(Data entries)
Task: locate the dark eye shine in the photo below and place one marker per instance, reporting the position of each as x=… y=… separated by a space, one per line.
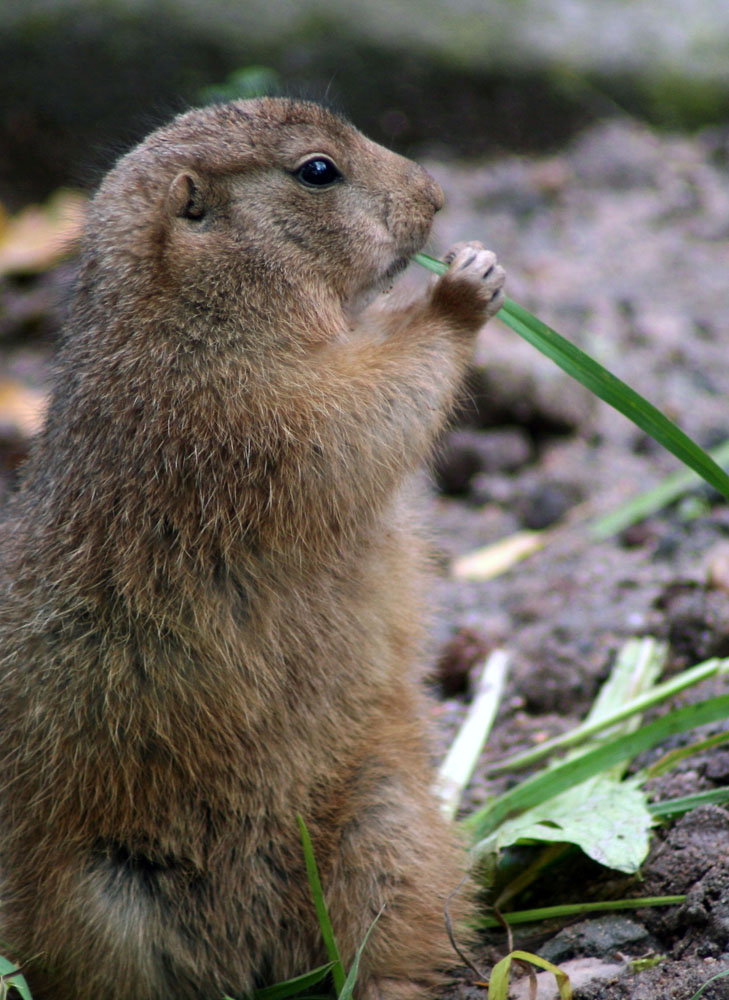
x=317 y=172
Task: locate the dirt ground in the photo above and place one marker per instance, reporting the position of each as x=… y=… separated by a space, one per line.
x=621 y=243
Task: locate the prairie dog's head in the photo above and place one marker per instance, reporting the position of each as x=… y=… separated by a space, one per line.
x=258 y=205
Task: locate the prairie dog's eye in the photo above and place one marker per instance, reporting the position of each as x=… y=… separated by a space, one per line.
x=317 y=171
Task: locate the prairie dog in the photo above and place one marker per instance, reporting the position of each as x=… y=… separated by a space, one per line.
x=210 y=598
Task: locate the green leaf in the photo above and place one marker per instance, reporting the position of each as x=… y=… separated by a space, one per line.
x=605 y=818
x=12 y=979
x=565 y=774
x=290 y=987
x=321 y=907
x=605 y=385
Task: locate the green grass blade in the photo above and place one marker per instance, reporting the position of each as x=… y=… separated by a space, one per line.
x=14 y=979
x=577 y=909
x=346 y=993
x=564 y=775
x=322 y=914
x=658 y=693
x=291 y=987
x=645 y=504
x=605 y=385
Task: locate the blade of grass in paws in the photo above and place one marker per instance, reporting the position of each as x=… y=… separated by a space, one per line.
x=338 y=974
x=603 y=384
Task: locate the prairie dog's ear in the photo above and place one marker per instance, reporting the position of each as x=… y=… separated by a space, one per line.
x=185 y=196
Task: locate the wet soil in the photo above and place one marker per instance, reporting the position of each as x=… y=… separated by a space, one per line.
x=621 y=242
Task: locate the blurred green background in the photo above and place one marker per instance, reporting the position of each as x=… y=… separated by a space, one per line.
x=80 y=81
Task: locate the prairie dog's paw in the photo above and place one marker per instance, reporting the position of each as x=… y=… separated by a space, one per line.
x=472 y=288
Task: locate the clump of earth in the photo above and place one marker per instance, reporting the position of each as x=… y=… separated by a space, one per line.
x=621 y=243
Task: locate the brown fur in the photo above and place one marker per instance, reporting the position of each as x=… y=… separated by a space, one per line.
x=211 y=600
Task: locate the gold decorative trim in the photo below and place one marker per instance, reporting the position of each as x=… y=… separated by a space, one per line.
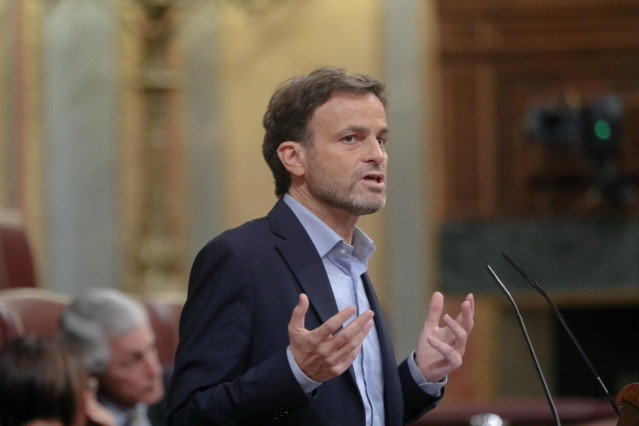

## HOW TO COMPLETE THIS TASK
The entries above should be retyped word for word, with all pictures omitted.

## SOLUTION FOR THIS TASK
Task: locate the dark eye shine in the photo below and place one marker per instance, reporting the position of each as x=… y=… separated by a space, one per line.
x=317 y=172
Task: locate the dirt ground in the photo above and place one marker per instance, reporting the position of each as x=… y=… separated by a space, one per line.
x=621 y=243
Task: locate the prairie dog's head in the photo above and place one marker per instance, reporting the position of each as x=… y=… separated by a space, one per line.
x=258 y=205
Task: locate the prairie dog's eye in the photo above and place one marker per instance, reporting the position of each as x=… y=… separated by a space, one per line.
x=317 y=171
Task: locate the prairie dog in the photo above and place one marker per instance, reporting the position of each as x=… y=… separated by a space, one per line.
x=210 y=598
Task: locate the green leaf in the photo above and place one marker per instance, reporting the position of each as x=… y=… separated by a space, one per line.
x=605 y=818
x=12 y=979
x=565 y=774
x=290 y=987
x=321 y=907
x=605 y=385
Task: locate the green grass blade in the photo above and place one marker per instance, reporting the position of each as x=… y=… separated by a space, one per line.
x=14 y=979
x=577 y=909
x=346 y=993
x=564 y=775
x=322 y=914
x=658 y=693
x=291 y=987
x=645 y=504
x=605 y=385
Task: locate the blade of grass in paws in the photo above and place one marker per instance, reporting the position of each as x=… y=… separated by a space, one per line.
x=338 y=974
x=603 y=384
Task: locate the prairie dog's ear in the photo above and place one marker per instance, reporting the position of each as x=… y=… separated by a space, one per line.
x=185 y=196
Task: locate the wet soil in the photo above and place one marker per instance, reporting the position of each as x=… y=… separated by a space, one per line.
x=621 y=242
Task: locate the blurred green background in the photo above and place one marker per instance, reporting the position of each as x=… y=… separated by a space, one per line.
x=80 y=81
Task: locate the prairie dog's paw in the photo above and place one marker per instance, reporting the position of each as x=… y=… separated by a space, one per line.
x=472 y=288
Task: locate the clump of earth in the photo above and place one marker per instance, reporting the position of each as x=… y=… separated by a space, one per line.
x=621 y=243
Task: locate the brown fur in the photo above and place one marker per instance, reporting the position of each as x=… y=… separated by a space, one per line.
x=211 y=600
Task: locate the gold decorative trim in the photo below and place one marker per instance, reporting the position of each as x=… y=… separated by a space, one per line.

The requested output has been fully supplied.